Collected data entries
========

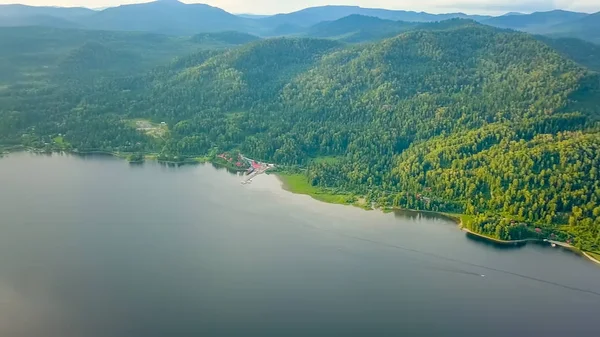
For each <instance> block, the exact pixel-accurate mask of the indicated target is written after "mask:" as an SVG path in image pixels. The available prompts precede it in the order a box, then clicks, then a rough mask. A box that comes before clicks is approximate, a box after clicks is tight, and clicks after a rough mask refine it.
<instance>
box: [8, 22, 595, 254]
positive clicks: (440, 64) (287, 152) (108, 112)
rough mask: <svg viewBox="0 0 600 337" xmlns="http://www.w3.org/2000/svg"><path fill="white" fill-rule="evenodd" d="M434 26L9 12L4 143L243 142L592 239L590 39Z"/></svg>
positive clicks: (278, 157) (356, 176)
mask: <svg viewBox="0 0 600 337" xmlns="http://www.w3.org/2000/svg"><path fill="white" fill-rule="evenodd" d="M430 26H431V25H430ZM433 26H434V27H435V29H432V28H431V27H428V28H424V27H421V28H419V27H418V25H417V26H415V28H414V29H411V30H408V31H406V32H403V33H401V34H399V35H397V36H393V37H391V38H388V39H384V40H381V41H372V42H367V43H361V44H347V43H345V42H344V41H342V40H339V39H317V38H272V39H257V38H254V37H252V36H248V35H240V34H233V33H226V34H223V33H219V34H202V35H197V36H194V37H190V38H185V37H164V36H161V35H152V34H147V33H144V34H141V33H140V34H137V33H118V32H111V33H106V32H86V33H85V34H84V33H82V32H80V31H71V30H64V31H60V30H57V29H51V30H48V29H45V28H2V29H0V42H2V43H11V46H13V47H11V48H8V49H7V48H2V50H0V144H2V145H1V146H4V147H13V146H27V147H33V148H38V149H44V150H47V151H53V150H66V151H73V152H86V151H106V152H119V153H125V154H128V155H130V156H131V158H133V159H135V160H136V161H137V160H139V159H140V155H141V154H154V155H156V156H159V157H160V158H164V159H168V160H178V161H184V160H186V159H189V158H197V157H203V158H205V157H207V156H208V157H210V156H211V155H212V156H214V155H215V154H216V153H222V152H227V151H240V152H242V153H244V154H247V155H248V156H251V157H253V158H257V159H261V160H264V161H267V162H273V163H275V164H279V165H281V166H283V167H285V168H286V169H287V170H289V171H290V172H296V173H301V174H302V176H303V177H304V179H305V181H306V182H307V184H310V185H311V186H312V187H313V188H315V189H319V190H321V191H330V192H331V193H332V194H335V195H345V194H347V195H355V196H361V197H364V198H365V199H366V200H368V201H370V202H373V203H375V204H377V205H378V206H380V207H401V208H409V209H415V210H429V211H437V212H445V213H453V214H464V215H468V219H469V221H465V223H464V225H465V226H467V227H468V228H469V229H471V230H473V231H475V232H478V233H482V234H486V235H489V236H491V237H495V238H499V239H502V240H516V239H524V238H556V239H559V240H563V241H567V240H568V241H569V242H572V243H573V244H574V245H575V246H576V247H578V248H580V249H583V250H587V251H592V252H600V176H599V172H598V171H599V170H600V126H599V124H598V117H600V75H599V74H598V73H596V72H595V71H594V69H597V67H595V65H597V64H600V63H599V62H598V61H599V60H600V59H595V58H593V55H592V54H588V53H587V51H582V50H577V46H579V45H581V46H582V47H581V48H592V45H590V44H579V43H576V42H573V41H567V42H569V45H568V46H569V48H561V43H560V41H555V40H551V39H548V40H547V41H545V40H546V39H538V38H536V37H533V36H531V35H528V34H525V33H519V32H514V31H507V30H501V29H497V28H492V27H488V26H484V25H480V24H476V23H474V22H473V21H469V20H451V21H448V22H444V23H441V24H436V25H433ZM328 29H331V27H328ZM49 35H51V36H52V39H50V40H51V41H52V43H46V44H35V43H30V42H32V41H39V40H44V41H47V37H48V36H49ZM16 36H20V38H16ZM378 38H380V37H378ZM246 42H248V43H246ZM238 44H239V45H240V46H237V45H238ZM57 46H60V47H61V48H57ZM571 55H573V56H571ZM584 55H589V56H586V57H583V56H584ZM588 64H589V65H594V66H587V65H588ZM140 120H141V121H149V122H148V123H151V124H152V125H164V126H162V127H160V128H159V127H156V128H154V129H152V130H153V131H152V132H150V131H148V129H151V128H140V127H137V126H136V125H137V124H136V122H135V121H140ZM161 123H164V124H161ZM320 158H334V160H319V159H320Z"/></svg>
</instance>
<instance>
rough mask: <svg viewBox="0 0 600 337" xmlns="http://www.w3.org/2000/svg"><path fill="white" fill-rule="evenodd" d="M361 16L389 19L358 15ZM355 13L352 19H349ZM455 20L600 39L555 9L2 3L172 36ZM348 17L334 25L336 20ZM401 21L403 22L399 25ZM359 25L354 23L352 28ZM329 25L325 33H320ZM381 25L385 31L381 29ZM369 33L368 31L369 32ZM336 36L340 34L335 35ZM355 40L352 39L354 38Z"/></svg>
mask: <svg viewBox="0 0 600 337" xmlns="http://www.w3.org/2000/svg"><path fill="white" fill-rule="evenodd" d="M357 16H363V17H372V18H378V19H381V20H386V21H375V20H371V19H364V18H363V19H358V17H357ZM348 17H350V18H348ZM453 18H461V19H470V20H474V21H477V22H480V23H483V24H486V25H490V26H495V27H499V28H508V29H515V30H522V31H525V32H529V33H535V34H545V35H552V36H557V37H576V38H581V39H584V40H588V41H591V42H596V43H600V13H595V14H587V13H578V12H569V11H564V10H554V11H549V12H536V13H532V14H522V13H514V12H511V13H507V14H505V15H502V16H498V17H491V16H485V15H467V14H464V13H448V14H431V13H425V12H412V11H402V10H387V9H375V8H362V7H357V6H322V7H312V8H306V9H303V10H300V11H297V12H293V13H288V14H278V15H273V16H260V15H247V14H242V15H234V14H231V13H228V12H226V11H224V10H222V9H220V8H216V7H212V6H208V5H204V4H184V3H182V2H179V1H177V0H159V1H155V2H149V3H142V4H133V5H122V6H118V7H111V8H106V9H104V10H91V9H87V8H63V7H34V6H26V5H0V26H48V27H58V28H82V29H94V30H122V31H144V32H153V33H162V34H169V35H195V34H198V33H203V32H221V31H238V32H244V33H250V34H254V35H259V36H281V35H309V36H321V37H328V36H331V35H332V29H338V30H339V29H341V28H340V27H346V28H345V32H344V29H342V30H341V31H340V32H344V33H352V32H354V34H356V32H362V34H363V35H365V37H364V38H357V39H356V40H359V41H360V40H365V39H366V37H367V35H373V34H374V35H376V36H382V37H384V36H386V35H388V34H391V33H393V32H395V31H396V30H400V31H401V30H402V28H399V27H406V26H410V24H408V23H418V22H421V23H423V22H434V21H442V20H447V19H453ZM340 19H343V21H340V22H337V23H336V24H333V26H338V27H337V28H333V26H332V22H335V21H337V20H340ZM398 21H402V22H401V23H399V22H398ZM352 25H354V26H352ZM320 29H324V30H325V31H319V30H320ZM378 29H381V31H380V32H377V30H378ZM365 31H367V32H365ZM336 36H339V34H338V35H336ZM350 40H352V39H350Z"/></svg>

========

Only lines containing "instance" belong in the answer; copy every such line from the records.

For each <instance> block, the exact pixel-accurate mask of the indicated target is written after "mask:" as an SVG path in image pixels. The available prompts precede it in the order a box, then clicks, then a rough mask. A box that comes before clicks is approximate, a box after clicks is tight, and clicks after a rough mask refine it.
<instance>
</instance>
<instance>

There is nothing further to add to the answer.